> _WRITTEN REQUEST_
Reproduce the records verbatim, starting at the line that contains "For every instance of the white window trim, give" and ending with the final line of the records.

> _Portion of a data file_
[start]
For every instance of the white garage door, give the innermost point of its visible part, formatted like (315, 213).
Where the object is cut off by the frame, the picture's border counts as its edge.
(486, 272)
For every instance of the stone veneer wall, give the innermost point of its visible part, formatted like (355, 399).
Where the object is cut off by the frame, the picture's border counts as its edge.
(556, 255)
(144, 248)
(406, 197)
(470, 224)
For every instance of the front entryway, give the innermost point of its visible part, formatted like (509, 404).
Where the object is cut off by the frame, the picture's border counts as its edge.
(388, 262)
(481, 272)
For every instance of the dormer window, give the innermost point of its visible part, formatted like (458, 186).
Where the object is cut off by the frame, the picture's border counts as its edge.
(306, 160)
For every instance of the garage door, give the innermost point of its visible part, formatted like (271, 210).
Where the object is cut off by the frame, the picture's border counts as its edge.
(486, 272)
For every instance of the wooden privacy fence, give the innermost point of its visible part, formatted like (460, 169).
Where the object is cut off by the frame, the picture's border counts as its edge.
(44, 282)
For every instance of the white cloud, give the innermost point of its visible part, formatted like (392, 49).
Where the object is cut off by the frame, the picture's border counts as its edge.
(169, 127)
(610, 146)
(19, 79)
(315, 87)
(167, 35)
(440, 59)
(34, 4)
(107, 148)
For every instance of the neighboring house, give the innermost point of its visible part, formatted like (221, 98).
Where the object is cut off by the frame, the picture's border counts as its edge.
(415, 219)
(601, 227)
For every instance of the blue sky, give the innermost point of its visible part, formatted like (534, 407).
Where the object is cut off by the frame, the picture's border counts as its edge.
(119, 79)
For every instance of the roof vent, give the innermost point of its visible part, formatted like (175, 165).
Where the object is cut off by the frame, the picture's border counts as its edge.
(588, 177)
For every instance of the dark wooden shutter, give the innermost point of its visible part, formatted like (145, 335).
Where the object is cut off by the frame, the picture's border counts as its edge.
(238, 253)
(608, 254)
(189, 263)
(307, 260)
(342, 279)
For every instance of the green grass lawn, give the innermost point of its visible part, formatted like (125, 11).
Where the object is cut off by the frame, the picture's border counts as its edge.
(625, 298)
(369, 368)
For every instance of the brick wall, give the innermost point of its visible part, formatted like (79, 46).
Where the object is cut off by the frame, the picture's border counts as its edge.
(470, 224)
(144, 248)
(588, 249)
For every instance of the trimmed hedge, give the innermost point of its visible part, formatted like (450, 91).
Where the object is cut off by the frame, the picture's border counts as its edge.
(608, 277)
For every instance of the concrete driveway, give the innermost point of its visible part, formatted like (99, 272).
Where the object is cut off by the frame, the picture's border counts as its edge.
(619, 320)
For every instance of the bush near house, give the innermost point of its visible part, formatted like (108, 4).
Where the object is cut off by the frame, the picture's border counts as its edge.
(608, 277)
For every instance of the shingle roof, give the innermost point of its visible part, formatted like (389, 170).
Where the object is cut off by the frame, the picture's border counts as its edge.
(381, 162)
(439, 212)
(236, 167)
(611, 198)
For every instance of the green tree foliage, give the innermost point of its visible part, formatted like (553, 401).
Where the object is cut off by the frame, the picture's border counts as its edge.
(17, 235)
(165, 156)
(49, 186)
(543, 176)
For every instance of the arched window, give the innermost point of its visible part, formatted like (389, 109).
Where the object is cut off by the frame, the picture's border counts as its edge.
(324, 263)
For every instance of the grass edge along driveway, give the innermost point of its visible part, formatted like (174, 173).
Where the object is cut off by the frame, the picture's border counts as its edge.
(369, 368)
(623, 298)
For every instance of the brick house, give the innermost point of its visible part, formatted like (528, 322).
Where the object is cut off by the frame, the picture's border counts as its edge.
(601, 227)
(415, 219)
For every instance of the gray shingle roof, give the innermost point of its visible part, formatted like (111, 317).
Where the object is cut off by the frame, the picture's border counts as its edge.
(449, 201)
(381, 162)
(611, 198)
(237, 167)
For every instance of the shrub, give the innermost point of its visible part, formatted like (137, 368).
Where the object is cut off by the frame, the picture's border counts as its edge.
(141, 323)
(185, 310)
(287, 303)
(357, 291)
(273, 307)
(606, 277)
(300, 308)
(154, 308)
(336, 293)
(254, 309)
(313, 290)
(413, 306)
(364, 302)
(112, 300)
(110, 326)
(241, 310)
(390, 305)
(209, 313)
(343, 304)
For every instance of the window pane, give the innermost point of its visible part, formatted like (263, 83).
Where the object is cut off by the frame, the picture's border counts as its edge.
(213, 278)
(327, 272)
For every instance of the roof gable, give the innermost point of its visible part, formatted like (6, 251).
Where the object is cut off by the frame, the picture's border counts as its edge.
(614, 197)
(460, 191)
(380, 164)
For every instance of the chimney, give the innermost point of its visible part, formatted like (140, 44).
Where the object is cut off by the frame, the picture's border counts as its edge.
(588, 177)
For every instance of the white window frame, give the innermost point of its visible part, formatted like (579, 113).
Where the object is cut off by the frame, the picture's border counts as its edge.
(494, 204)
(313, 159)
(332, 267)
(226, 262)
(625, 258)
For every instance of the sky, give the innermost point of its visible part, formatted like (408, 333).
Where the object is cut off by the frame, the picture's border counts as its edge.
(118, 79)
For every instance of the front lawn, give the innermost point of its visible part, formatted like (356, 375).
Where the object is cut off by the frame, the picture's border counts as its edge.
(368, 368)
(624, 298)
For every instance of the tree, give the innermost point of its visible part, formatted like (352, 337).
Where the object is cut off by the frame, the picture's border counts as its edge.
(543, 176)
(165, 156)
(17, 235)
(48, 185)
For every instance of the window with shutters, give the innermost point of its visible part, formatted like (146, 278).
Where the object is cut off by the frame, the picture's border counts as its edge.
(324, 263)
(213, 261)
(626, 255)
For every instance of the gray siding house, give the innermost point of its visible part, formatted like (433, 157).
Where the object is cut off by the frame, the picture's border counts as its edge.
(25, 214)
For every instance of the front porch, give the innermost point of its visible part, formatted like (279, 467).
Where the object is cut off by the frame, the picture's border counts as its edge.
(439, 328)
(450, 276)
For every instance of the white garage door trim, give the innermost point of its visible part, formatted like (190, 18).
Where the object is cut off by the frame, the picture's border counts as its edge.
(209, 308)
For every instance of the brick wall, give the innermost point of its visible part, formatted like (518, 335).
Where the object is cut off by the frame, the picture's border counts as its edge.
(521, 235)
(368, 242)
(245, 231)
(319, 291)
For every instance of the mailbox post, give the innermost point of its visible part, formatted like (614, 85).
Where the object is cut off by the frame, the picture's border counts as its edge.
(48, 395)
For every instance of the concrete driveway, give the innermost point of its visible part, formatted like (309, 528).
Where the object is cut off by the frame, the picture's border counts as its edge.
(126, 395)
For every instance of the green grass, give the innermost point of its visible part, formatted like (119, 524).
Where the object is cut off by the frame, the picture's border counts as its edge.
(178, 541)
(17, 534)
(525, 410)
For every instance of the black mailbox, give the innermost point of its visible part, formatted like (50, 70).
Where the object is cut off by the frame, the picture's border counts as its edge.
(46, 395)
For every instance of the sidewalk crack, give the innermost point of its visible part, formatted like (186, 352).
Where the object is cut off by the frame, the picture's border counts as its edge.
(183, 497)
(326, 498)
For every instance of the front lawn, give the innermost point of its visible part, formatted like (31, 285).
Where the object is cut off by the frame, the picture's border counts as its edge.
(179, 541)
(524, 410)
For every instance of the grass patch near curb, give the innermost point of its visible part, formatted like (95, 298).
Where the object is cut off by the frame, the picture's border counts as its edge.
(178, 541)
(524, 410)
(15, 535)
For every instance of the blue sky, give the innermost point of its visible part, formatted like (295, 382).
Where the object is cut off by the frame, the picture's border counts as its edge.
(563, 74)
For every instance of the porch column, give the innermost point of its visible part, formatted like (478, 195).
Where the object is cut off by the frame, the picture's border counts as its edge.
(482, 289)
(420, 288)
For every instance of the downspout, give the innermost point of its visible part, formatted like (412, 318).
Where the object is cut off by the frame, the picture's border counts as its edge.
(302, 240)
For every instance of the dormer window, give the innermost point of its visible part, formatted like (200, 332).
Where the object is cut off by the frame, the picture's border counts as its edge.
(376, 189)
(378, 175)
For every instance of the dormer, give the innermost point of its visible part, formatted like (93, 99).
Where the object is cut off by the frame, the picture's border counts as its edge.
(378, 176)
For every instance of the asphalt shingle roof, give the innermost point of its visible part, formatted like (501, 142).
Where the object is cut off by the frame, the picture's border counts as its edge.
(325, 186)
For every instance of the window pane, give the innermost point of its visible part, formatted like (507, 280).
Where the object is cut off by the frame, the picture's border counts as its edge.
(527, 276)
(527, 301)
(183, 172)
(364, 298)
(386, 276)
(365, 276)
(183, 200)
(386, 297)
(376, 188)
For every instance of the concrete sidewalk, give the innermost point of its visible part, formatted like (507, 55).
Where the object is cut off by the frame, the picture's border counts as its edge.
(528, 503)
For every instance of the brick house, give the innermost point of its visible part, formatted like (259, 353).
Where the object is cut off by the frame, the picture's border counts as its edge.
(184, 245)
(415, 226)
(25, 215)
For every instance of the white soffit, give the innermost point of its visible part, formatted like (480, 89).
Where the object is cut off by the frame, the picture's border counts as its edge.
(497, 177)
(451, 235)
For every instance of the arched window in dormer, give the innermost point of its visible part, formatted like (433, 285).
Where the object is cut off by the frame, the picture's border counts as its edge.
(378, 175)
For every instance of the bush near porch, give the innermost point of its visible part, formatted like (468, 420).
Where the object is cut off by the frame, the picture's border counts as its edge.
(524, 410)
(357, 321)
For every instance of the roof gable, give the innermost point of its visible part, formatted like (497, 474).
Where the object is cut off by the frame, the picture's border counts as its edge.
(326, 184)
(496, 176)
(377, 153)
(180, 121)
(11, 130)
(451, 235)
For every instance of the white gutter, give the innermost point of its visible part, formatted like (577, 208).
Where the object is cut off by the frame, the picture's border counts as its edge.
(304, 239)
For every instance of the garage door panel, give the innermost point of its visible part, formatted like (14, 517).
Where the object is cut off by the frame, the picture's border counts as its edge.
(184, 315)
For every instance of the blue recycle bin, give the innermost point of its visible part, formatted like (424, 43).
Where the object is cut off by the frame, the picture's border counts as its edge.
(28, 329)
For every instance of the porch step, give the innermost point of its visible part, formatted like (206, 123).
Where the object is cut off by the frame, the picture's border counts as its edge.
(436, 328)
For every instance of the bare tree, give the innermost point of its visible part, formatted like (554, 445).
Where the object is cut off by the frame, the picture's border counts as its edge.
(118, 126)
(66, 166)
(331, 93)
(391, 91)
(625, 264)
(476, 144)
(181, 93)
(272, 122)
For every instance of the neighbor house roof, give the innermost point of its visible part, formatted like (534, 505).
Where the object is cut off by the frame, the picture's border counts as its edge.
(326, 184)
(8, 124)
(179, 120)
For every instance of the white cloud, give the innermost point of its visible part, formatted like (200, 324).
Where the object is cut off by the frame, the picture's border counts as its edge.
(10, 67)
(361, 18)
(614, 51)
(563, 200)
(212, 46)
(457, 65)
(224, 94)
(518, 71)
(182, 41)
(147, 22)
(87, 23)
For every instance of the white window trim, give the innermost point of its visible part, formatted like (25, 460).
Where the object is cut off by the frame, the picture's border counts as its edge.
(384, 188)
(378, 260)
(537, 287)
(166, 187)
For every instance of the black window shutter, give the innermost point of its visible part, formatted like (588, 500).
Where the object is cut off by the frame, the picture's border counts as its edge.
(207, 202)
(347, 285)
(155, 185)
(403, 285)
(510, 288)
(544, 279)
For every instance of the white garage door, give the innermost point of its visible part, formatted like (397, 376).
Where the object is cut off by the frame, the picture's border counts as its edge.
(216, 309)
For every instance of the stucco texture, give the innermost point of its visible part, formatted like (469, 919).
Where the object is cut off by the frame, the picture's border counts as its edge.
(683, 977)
[end]
> _OUTPUT FOR THIS EXERCISE_
For every instance of the white window trim, give the innermost point of its visible part, formatted like (25, 460).
Where the object is cut off by the frame, the picture's border counts as its edge.
(384, 188)
(378, 260)
(537, 287)
(166, 187)
For every instance of the black window shutter, give the innermost point of its visible part, formatted like (588, 500).
Where the object is cut off by the frame, the picture's border counts as its edge.
(207, 202)
(347, 285)
(155, 185)
(403, 285)
(510, 288)
(544, 279)
For every instance of the white garage door, give the innermost point of its visible part, formatted like (397, 376).
Where the object is cut off by the frame, the picture's border counts as its edge.
(216, 309)
For every instance of the stucco texture, give the innermost point of its visible part, formatted like (469, 919).
Where the object is cut off by the frame, the picture's border counts as its edge.
(683, 977)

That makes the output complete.